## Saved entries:

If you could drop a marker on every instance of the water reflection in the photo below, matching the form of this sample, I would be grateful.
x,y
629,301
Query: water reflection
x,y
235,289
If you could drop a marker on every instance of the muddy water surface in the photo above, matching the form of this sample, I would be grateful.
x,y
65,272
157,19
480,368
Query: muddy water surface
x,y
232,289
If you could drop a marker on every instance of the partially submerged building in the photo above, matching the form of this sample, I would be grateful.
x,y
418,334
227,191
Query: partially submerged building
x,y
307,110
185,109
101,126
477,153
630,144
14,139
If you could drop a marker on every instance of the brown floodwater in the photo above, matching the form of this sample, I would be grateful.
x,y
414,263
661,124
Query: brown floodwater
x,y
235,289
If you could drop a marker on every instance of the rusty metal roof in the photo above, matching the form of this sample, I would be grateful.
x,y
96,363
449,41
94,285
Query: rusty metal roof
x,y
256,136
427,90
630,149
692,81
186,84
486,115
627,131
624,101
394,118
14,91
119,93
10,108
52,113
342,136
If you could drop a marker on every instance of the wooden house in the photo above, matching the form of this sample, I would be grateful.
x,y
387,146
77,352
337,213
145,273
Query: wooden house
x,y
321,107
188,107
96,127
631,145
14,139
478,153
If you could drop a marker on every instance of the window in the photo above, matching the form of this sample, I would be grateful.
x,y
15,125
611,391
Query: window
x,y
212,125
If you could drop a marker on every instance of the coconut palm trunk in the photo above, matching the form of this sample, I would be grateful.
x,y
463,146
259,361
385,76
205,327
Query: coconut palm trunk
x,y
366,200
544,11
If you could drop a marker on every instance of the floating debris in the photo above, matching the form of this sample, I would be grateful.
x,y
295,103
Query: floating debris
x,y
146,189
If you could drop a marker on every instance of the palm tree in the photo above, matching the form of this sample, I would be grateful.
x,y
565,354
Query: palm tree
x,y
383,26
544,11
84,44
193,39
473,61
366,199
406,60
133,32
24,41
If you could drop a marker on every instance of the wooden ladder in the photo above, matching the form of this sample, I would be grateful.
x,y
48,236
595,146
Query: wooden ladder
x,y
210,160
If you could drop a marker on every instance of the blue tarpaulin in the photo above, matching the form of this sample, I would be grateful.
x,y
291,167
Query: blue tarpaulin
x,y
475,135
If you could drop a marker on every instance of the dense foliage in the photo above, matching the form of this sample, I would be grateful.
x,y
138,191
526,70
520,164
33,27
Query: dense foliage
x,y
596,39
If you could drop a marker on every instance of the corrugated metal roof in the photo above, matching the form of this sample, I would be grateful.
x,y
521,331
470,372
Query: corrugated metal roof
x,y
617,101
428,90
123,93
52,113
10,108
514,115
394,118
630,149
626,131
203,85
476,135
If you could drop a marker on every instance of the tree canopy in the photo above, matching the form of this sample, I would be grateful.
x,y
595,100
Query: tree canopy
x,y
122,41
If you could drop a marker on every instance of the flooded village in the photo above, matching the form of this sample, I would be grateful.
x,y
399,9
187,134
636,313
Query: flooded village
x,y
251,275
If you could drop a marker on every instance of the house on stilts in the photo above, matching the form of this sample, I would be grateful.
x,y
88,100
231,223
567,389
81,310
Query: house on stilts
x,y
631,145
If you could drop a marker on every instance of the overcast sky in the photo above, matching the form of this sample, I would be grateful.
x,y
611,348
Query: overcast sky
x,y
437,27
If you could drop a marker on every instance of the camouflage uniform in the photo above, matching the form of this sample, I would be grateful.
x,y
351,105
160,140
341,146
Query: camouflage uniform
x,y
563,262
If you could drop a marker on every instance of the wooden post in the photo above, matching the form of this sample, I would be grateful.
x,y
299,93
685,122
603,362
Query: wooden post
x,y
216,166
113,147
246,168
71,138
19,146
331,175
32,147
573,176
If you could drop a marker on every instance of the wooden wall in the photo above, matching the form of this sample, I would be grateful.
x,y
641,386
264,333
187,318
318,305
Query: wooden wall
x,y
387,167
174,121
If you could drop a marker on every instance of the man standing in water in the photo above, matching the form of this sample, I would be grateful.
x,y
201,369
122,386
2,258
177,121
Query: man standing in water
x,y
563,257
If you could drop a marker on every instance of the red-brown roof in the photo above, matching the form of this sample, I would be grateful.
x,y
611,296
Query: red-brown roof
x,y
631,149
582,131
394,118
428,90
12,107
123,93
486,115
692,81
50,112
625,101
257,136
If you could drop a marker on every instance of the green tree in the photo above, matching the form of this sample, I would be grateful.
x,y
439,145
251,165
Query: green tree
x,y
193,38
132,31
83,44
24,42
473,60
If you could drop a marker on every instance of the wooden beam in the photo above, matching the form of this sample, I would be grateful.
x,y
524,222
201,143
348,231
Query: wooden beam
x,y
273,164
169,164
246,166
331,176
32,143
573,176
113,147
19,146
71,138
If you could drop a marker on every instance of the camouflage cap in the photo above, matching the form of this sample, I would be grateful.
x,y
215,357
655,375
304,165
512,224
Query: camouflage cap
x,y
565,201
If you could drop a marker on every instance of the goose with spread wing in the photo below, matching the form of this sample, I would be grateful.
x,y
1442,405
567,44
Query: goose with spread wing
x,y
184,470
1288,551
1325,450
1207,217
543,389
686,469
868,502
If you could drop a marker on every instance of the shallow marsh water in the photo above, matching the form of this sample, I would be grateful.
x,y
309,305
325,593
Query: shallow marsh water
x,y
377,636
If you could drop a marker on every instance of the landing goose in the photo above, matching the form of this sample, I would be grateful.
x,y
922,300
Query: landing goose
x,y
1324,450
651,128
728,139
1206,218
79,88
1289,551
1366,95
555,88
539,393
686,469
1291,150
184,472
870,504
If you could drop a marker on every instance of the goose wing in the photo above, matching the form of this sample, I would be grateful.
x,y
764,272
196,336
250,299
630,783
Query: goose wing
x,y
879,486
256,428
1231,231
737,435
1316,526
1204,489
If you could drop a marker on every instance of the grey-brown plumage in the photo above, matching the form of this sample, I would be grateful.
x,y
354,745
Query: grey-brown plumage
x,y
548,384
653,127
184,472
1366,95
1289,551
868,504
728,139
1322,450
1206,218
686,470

## Problem to work on:
Print the records above once again, exactly as written.

## Result of this task:
If you could drop a marker on every instance of the water reflection in the photo below, matching the form of this sample, I would be grateful.
x,y
629,301
Query: water reflection
x,y
235,289
If you could drop a marker on every instance of the muddy water surface in the photo above, matching the form of this sample, I would be grateful.
x,y
65,272
157,19
480,368
Query: muddy water surface
x,y
232,289
If you could drop a marker on every instance of the partially submerged building in the photo above, matching the form of this sample, I would be grateful.
x,y
418,334
227,191
Query: partially submerged building
x,y
307,110
185,109
101,126
477,153
630,144
14,139
If you could drop a marker on every instance of the brown floodwater in the photo above, matching the form of this sample, I would be grateful.
x,y
414,263
661,124
Query: brown floodwater
x,y
235,289
If you could drop a marker on every instance of the rusty metal roof in the photo above, matching the form of this sample, I would be grateful.
x,y
96,363
449,41
94,285
Query: rusty metal roof
x,y
256,136
427,90
630,149
692,81
186,84
486,115
627,131
624,101
394,118
14,91
119,93
10,108
52,113
342,136
If you could drop a marker on every instance of the wooden house in the photo above, matching the form of this sample, I would be grateful.
x,y
387,146
77,352
337,213
145,273
Query: wooden house
x,y
321,107
188,107
96,127
631,145
14,139
478,153
If you could drop a marker on every instance of the window in the photo above, matching the form of this sample, I would be grateful.
x,y
15,125
611,391
Query: window
x,y
212,125
If you could drop a marker on every instance of the coconut palm trunk in the photo above, matching the form of this sample, I would be grateful.
x,y
463,146
259,361
385,76
205,327
Query: coconut palm trunk
x,y
366,200
544,11
If you could drop a marker on every instance of the floating debris in the photo above, matching the form of this sample, I would be grateful.
x,y
295,103
Query: floating debris
x,y
146,189
If you could drop a marker on every instance of the palm tree in the photo above, matching the form of this sample, I would be grateful.
x,y
565,354
Query: palm tree
x,y
383,26
544,11
84,44
193,39
473,61
366,199
406,60
133,32
24,41
If you could drop a marker on every instance of the wooden ladder in the photo above, matching the form of this sample, I would be grateful.
x,y
48,236
595,146
Query: wooden ladder
x,y
210,160
If you could drop a marker on every instance of the blue tarpaulin in the photo above, matching the form of this sample, I would be grateful.
x,y
291,167
Query: blue tarpaulin
x,y
475,135
If you could drop a marker on every instance of the dense foliage in the photo above, matching the form of this sample, I would be grateful.
x,y
138,191
526,70
520,164
33,27
Query: dense foliage
x,y
596,39
If you could drop a marker on every instance of the corrugated metal roof in the photo above, matching the form of this sample, I would be grateful.
x,y
521,331
470,372
Query: corrugated metal roof
x,y
617,101
428,90
123,93
52,113
10,108
514,115
394,118
630,149
626,131
203,85
476,135
If you could drop a marker on every instance of the tree canopy in the photo above, matching the form of this sample, I would be grateful.
x,y
595,100
Query: tree canopy
x,y
122,41
If you could drop a marker on every instance of the flooded village in the photo above, matching the form of this sample, I would be grateful.
x,y
399,9
187,134
636,313
Query: flooded village
x,y
251,275
If you could drop a marker on every instance of the house on stilts in the photo above, matching the form of this sample, I would be grateful.
x,y
88,100
231,223
567,389
81,310
Query: house on stilts
x,y
631,145
If you could drop a marker on every instance of the overcast sky in the photo above, matching the form of this sample, I would be grateful.
x,y
611,348
Query: overcast sky
x,y
437,27
If you could drop a marker on every instance of the camouflage uniform in the photo above, matching the form of this sample, I would be grateful.
x,y
351,105
160,140
341,146
Query: camouflage uniform
x,y
563,262
If you could drop a marker on every instance of the wooden post in the photo above, matching the form of this sample, I would be grateful.
x,y
299,93
685,122
603,362
Query: wooden post
x,y
216,166
113,147
246,168
71,138
19,146
331,175
32,147
573,176
If you could drop a marker on every instance of the wooden wall in the photo above, matching the form of this sample, I would be grateful.
x,y
641,386
264,333
187,318
318,305
Query: wooden wall
x,y
387,167
174,121
If you could drop a marker on every instance of the man standing in water in the photo above, matching the form of this sample, I would be grateful.
x,y
201,369
122,386
2,258
177,121
Query: man standing in water
x,y
563,257
If you could drop a marker on every instance of the red-brown roof in the photo above, matching the form of this sample, I would be grateful.
x,y
611,296
Query: red-brown roof
x,y
631,149
582,131
394,118
428,90
12,107
123,93
486,115
692,81
50,112
625,101
257,136
If you could drop a marker on every instance of the green tree in the photo above, matching the form of this sample, I would be grateful.
x,y
439,145
251,165
Query: green tree
x,y
193,38
132,31
83,44
24,42
473,60
If you could drop a marker on every instance of the wooden beam in the photo above, matching the form of this sample, I would be grateful.
x,y
524,222
201,143
348,231
Query: wooden beam
x,y
273,164
169,164
246,166
331,176
32,143
573,176
113,147
19,146
71,138
If you could drop a marker on every instance of the camouflage cap in the photo above, matching the form of this sample, I would be grateful.
x,y
215,357
655,375
304,165
512,224
Query: camouflage cap
x,y
565,201
If you could drop a marker on every instance of the goose with spread wing in the photo below, matching the form of this sample, I would be grateful.
x,y
1442,405
567,44
Query: goose with spread wing
x,y
184,470
1288,551
1325,450
1207,217
543,389
686,469
868,502
If you could drop a marker on every instance of the shallow marsh water in the photo above, matching the form of this sample, I would be grateful.
x,y
309,305
325,593
Query: shallow marsh water
x,y
377,636
If you could drop a marker on every instance of the landing goose in the photo above, matching the form of this sample, I would be grateful.
x,y
922,300
Query: landing goose
x,y
1324,450
651,128
728,139
1206,218
79,88
1289,551
1366,95
555,88
539,393
686,469
1291,150
184,472
870,504
If you could drop a marker on every instance of the goose wing in the photo above, matching the form of this sample, I would be grateful.
x,y
764,272
196,336
250,299
630,783
Query: goose wing
x,y
879,486
256,428
1231,231
737,435
1316,526
1204,489
If you could drop a marker on every instance of the grey-brown plumage in the photo above, matching the form of this sample, I would be grateful.
x,y
354,745
Query: grey-brown plumage
x,y
548,384
653,127
184,472
1366,95
1289,551
868,504
728,139
1322,450
1206,218
686,470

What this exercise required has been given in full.